Exercise details -> Please set down, word for word, the part of the swing tips article starting with "Ed Note: A great" and going on through "temperatures and snow!".

Document passage ->
=======
Swing Tips: Fish Broadside

Ed Note: A great article from John and Mike McCune. Swing Season is in full effect, with a slight hiccup in the fishing with the below zero temperatures and snow!

We’re often asked about how we present the fly when fishing with our two handers on the Missouri. We find that changing retrieves and speeds can dramatically effect your success rate. If you’ve never thought about differing retrieve styles when swinging flies, check out this short video we put together with Mike McCune.[/vc_column_text]

Mike touches on most of the retrieve styles you might use, and just glances off presentation. While many spey anglers like to mend constantly upstream to keep the swing as slow as possible, we typically do the opposite. Our standard presentation on the Missouri is a broadside presentation. We do this by mending downstream after the cast and keep our rod tip pointed directly downstream while imparting some action to our fly (not necessarily “retrieving”). As the fly swings across the river, we execute large but gentle mends, again to the downstream side of our rod-tip. Our fly line is perpendicular or nearly perpendicular to the current the entire swing, which results in the fly swimming broadside. This gives the fish a better view of the fly, but also is a more natural presentation, especially when fishing leeches or minnow patterns.
=======
Stored entries:
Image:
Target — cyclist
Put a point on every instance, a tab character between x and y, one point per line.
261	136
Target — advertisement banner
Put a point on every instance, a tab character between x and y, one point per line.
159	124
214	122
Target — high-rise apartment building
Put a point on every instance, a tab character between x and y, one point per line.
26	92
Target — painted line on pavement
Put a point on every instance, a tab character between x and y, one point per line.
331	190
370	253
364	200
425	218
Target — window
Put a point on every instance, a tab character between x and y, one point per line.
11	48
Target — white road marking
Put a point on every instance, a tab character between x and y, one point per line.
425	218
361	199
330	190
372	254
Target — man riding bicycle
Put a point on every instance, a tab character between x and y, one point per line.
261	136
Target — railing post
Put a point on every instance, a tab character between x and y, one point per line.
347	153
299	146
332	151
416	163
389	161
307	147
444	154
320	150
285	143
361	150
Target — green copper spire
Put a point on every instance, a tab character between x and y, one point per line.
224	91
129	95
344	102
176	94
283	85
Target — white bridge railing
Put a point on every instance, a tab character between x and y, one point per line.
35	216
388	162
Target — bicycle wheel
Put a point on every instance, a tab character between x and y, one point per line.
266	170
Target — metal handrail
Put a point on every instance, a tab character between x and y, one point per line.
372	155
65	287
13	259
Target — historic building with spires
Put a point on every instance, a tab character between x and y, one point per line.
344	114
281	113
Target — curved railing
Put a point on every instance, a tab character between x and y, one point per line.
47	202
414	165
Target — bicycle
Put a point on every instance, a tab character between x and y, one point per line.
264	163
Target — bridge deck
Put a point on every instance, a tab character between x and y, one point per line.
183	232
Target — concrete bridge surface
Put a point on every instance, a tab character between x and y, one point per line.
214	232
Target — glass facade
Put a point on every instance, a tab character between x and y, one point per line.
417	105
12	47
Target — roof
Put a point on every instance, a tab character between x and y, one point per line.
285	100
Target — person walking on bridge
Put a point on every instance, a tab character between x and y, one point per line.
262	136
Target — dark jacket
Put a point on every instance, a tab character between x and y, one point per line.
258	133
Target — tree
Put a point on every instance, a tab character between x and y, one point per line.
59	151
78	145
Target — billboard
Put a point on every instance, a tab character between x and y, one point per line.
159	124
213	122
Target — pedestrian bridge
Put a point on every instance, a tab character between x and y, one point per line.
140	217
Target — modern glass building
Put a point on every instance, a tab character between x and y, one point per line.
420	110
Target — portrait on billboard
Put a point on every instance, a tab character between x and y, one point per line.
=======
Answer to this task ->
Ed Note: A great article from John and Mike McCune. Swing Season is in full effect, with a slight hiccup in the fishing with the below zero temperatures and snow!